- [Task instructions] Reproduce the listing from the line containing "query: the noun phrase to segment: **rank" through the end of the listing, both ends included, with the requests intact. Multiply every coordinate in the answers by 1.7 and round to whole numbers, halves up. Return only that stretch.

- [Information given]
..............................

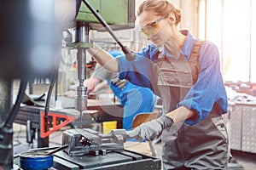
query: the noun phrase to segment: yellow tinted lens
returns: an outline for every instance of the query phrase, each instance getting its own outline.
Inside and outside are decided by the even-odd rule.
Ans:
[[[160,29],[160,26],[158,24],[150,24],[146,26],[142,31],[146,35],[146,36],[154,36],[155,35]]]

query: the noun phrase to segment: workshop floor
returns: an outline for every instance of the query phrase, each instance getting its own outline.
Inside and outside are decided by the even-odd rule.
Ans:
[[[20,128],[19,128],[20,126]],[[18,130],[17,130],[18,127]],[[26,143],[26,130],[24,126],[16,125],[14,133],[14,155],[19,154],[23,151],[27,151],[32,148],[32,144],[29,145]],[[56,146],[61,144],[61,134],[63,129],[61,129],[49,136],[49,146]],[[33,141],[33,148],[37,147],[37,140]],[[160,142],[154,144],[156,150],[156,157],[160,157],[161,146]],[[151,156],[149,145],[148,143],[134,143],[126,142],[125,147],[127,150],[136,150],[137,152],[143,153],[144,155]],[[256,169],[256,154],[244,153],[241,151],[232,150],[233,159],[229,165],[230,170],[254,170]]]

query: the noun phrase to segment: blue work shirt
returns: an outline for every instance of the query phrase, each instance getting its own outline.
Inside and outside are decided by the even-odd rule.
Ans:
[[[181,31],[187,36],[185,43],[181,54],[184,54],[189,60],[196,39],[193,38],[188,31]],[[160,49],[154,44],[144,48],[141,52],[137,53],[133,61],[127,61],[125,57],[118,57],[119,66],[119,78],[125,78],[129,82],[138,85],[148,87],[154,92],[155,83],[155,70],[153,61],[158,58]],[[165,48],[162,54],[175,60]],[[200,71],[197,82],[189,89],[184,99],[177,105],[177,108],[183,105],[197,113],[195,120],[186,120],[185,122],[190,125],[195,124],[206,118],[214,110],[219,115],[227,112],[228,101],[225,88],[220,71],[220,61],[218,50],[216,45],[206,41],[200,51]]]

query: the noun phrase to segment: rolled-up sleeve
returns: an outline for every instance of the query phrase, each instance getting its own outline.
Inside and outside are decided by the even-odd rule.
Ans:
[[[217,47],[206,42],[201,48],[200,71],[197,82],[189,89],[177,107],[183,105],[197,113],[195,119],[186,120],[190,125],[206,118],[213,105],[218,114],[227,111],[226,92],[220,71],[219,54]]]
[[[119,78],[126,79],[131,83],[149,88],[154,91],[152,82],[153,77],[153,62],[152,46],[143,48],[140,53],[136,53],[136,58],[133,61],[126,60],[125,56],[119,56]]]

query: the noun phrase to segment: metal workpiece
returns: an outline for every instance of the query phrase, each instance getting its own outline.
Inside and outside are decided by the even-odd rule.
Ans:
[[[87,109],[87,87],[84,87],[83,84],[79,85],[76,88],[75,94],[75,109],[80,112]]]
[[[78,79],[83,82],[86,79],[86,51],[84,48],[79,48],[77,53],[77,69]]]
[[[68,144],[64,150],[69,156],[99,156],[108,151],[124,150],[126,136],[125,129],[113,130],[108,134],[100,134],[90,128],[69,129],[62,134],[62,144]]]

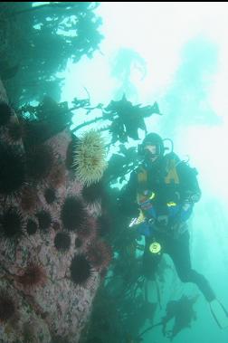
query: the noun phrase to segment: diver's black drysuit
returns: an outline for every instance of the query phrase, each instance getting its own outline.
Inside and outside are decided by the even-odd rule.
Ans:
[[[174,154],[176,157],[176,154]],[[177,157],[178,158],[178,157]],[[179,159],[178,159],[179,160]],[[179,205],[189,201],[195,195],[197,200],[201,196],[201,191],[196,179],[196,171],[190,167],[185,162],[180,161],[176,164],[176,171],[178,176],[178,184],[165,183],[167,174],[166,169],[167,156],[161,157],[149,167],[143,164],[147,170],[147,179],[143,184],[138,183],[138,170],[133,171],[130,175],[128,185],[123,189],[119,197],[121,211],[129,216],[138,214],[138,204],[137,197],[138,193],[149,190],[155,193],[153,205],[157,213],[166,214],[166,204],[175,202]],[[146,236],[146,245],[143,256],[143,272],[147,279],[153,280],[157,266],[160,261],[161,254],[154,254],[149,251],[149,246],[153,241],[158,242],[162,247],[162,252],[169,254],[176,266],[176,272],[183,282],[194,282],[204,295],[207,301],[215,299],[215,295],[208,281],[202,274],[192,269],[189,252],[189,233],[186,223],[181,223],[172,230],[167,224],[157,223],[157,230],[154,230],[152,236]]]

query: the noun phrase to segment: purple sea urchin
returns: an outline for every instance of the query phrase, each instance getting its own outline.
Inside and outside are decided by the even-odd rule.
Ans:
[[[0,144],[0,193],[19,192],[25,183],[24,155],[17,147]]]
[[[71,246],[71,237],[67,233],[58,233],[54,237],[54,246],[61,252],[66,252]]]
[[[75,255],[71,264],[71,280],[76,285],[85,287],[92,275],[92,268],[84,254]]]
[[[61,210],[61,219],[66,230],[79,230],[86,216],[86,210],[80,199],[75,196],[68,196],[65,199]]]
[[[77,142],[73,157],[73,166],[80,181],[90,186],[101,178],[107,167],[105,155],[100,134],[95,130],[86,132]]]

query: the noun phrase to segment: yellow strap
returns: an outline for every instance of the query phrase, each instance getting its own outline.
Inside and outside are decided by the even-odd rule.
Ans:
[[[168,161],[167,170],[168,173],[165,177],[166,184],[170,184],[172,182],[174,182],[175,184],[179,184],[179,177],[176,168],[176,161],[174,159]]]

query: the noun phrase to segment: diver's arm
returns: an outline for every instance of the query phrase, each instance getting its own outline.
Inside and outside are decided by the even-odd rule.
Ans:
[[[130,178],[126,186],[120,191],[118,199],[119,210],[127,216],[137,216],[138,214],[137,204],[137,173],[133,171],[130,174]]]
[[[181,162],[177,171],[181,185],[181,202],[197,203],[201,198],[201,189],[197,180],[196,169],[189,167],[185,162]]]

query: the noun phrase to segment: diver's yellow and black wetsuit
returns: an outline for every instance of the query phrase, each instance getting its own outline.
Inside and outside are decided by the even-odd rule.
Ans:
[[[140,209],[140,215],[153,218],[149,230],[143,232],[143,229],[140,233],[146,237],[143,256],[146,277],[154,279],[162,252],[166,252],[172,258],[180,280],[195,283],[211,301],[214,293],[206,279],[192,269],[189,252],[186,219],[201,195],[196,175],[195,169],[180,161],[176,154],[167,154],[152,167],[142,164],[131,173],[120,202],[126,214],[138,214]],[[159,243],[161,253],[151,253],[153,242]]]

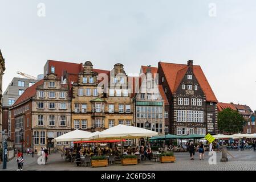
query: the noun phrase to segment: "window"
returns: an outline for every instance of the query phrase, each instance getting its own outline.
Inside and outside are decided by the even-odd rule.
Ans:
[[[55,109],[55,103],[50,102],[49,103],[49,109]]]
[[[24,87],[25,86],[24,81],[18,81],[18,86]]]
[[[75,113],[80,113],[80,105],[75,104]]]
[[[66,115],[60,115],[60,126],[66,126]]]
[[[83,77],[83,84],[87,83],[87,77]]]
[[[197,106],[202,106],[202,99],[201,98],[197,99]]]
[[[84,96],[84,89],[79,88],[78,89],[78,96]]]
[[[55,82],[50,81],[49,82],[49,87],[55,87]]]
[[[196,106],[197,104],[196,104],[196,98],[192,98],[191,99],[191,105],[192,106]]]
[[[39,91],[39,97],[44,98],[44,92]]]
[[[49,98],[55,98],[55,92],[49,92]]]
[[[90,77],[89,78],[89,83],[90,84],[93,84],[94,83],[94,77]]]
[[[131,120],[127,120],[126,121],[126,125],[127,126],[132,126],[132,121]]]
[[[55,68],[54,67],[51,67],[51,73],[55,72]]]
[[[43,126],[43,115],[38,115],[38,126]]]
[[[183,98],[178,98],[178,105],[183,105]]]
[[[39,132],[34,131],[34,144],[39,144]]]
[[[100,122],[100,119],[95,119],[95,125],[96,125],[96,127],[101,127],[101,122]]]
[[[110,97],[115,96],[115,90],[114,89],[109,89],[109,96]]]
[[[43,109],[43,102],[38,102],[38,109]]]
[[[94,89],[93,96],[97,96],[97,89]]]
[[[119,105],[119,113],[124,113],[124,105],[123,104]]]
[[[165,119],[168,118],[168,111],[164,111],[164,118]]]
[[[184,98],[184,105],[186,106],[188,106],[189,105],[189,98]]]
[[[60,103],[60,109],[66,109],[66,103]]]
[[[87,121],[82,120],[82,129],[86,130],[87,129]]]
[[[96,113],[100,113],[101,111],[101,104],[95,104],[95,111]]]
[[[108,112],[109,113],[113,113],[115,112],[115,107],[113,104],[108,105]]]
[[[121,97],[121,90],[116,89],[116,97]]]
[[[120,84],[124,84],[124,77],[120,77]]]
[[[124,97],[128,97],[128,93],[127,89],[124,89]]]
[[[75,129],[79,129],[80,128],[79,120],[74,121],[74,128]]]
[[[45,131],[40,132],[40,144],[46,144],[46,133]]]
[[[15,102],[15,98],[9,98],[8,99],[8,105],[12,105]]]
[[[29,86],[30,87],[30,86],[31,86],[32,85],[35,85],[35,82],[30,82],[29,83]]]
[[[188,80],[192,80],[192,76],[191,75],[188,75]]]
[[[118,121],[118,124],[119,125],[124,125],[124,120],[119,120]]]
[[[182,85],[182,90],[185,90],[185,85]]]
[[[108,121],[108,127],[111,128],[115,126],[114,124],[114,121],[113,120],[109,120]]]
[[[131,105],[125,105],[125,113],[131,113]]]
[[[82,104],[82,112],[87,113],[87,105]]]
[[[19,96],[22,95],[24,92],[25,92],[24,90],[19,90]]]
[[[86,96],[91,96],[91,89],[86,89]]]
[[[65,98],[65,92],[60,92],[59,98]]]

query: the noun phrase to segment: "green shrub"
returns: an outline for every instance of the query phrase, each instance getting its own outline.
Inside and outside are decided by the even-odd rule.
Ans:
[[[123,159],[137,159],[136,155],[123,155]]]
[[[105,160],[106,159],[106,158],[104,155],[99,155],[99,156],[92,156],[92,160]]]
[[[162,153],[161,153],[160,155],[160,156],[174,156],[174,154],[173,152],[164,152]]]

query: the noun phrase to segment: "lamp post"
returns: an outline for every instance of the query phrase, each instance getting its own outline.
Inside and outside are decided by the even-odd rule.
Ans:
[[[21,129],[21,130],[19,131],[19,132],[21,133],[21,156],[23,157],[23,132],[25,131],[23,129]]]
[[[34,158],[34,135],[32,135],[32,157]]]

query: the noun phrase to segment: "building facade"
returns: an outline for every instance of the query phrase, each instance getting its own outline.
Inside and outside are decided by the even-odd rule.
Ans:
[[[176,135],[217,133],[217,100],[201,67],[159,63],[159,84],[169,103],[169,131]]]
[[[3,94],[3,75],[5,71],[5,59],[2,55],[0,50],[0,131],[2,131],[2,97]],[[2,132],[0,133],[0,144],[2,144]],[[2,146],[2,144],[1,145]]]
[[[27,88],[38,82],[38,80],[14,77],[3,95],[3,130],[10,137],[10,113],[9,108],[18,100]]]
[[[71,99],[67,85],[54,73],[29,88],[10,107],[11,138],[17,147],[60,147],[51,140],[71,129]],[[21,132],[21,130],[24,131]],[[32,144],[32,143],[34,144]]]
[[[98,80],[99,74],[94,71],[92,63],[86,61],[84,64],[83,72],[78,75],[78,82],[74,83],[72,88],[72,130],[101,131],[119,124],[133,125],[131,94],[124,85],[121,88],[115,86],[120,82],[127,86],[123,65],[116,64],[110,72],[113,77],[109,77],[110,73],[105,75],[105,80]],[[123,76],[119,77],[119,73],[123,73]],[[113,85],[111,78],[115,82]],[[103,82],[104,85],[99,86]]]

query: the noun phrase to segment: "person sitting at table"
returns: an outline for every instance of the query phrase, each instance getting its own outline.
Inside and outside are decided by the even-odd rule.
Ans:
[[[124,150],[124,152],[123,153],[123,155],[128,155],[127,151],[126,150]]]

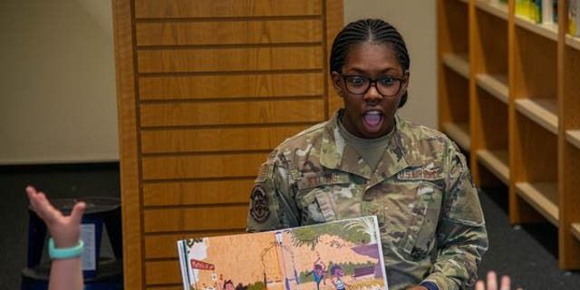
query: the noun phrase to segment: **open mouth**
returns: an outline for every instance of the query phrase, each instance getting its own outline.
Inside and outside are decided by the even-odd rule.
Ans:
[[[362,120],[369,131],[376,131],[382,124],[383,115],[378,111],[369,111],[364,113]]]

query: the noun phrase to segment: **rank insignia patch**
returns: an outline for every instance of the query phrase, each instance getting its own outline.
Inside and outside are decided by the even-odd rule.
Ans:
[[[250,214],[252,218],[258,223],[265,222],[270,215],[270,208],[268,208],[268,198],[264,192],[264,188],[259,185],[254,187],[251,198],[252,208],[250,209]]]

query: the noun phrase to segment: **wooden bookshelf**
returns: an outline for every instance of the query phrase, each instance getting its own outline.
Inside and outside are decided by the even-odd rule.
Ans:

..............................

- [Result below]
query: the noun phrase to segment: **rank insignia patch**
returns: an outline for every instance of the query phrase, each instance getting its own outline.
Inside and outside are decided by the even-odd rule.
Ans:
[[[425,364],[428,371],[439,379],[451,377],[459,366],[459,354],[456,354],[456,337],[449,326],[449,320],[440,315],[432,318],[427,337],[428,354],[425,355]]]

query: the noun phrase to segment: **wooden bookshelf**
returns: an outline for every instance of the query phrase, each instance getting its own outline.
Inside and outside are decided by the even-odd rule.
Ans:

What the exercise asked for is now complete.